— BEGIN —
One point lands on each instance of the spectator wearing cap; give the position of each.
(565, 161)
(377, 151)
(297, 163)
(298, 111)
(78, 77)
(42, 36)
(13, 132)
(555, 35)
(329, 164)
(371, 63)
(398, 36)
— END —
▸ **WHAT TO WORK ON**: Can you render the lines above as a Markdown table with the columns "No." and "Line", numbering each row and leaving out any blank lines?

▸ **FINAL ANSWER**:
| No. | Line |
|---|---|
| 1 | One point lands on each instance of the spectator wearing cap; give the position of each. |
| 2 | (565, 161) |
| 3 | (377, 151) |
| 4 | (297, 163) |
| 5 | (298, 111) |
| 6 | (78, 77) |
| 7 | (42, 36) |
| 8 | (13, 132) |
| 9 | (555, 35) |
| 10 | (329, 164) |
| 11 | (371, 63) |
| 12 | (398, 36) |